Evaluate AI-Generated Code with Web Codegen Scorer CLI

Web Codegen Scorer is a free, open-source, command-line tool developed by the Angular team for evaluating the quality of web code generated by large language models.

When you ask ChatGPT, Claude, or Gemini to write code, how do you know if it’s actually good? Most developers just run the code and see what breaks.

Web Codegen Scorer takes a more systematic approach by running automated tests for build success, accessibility, security vulnerabilities, runtime errors, and coding best practices.

You can compare different LLMs, test your custom prompts, and track how code quality changes over time.

Official Website

Features

Multi-Model Support: Works with any LLM that supports Genkit providers, including Gemini, OpenAI, Anthropic, and xAI Grok models.
Framework Agnostic: Works with any web framework (React, Vue, Svelte) or vanilla JavaScript. Currently ships with pre-configured environments for Angular and Solid.js.
Multiple Code Runners: Supports different execution environments including Genkit (default), Gemini CLI, Claude Code, and Codex to match your preferred coding workflow.

# Assignment 1
List the areas the Web Codegen Scorer text says the tool checks with its automated tests.
# Assignment 2
Transcribe the portion of the Web Codegen Scorer text beginning at the words "Multi-Model Support: Works" and stopping after the words "preferred coding workflow.".

# Given material
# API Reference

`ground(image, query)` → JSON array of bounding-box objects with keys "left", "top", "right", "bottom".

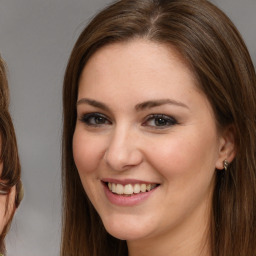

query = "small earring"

# Your solution 1
Build success, accessibility, security vulnerabilities, runtime errors, coding best practices

# Your solution 2
Multi-Model Support: Works with any LLM that supports Genkit providers, including Gemini, OpenAI, Anthropic, and xAI Grok models.
Framework Agnostic: Works with any web framework (React, Vue, Svelte) or vanilla JavaScript. Currently ships with pre-configured environments for Angular and Solid.js.
Multiple Code Runners: Supports different execution environments including Genkit (default), Gemini CLI, Claude Code, and Codex to match your preferred coding workflow.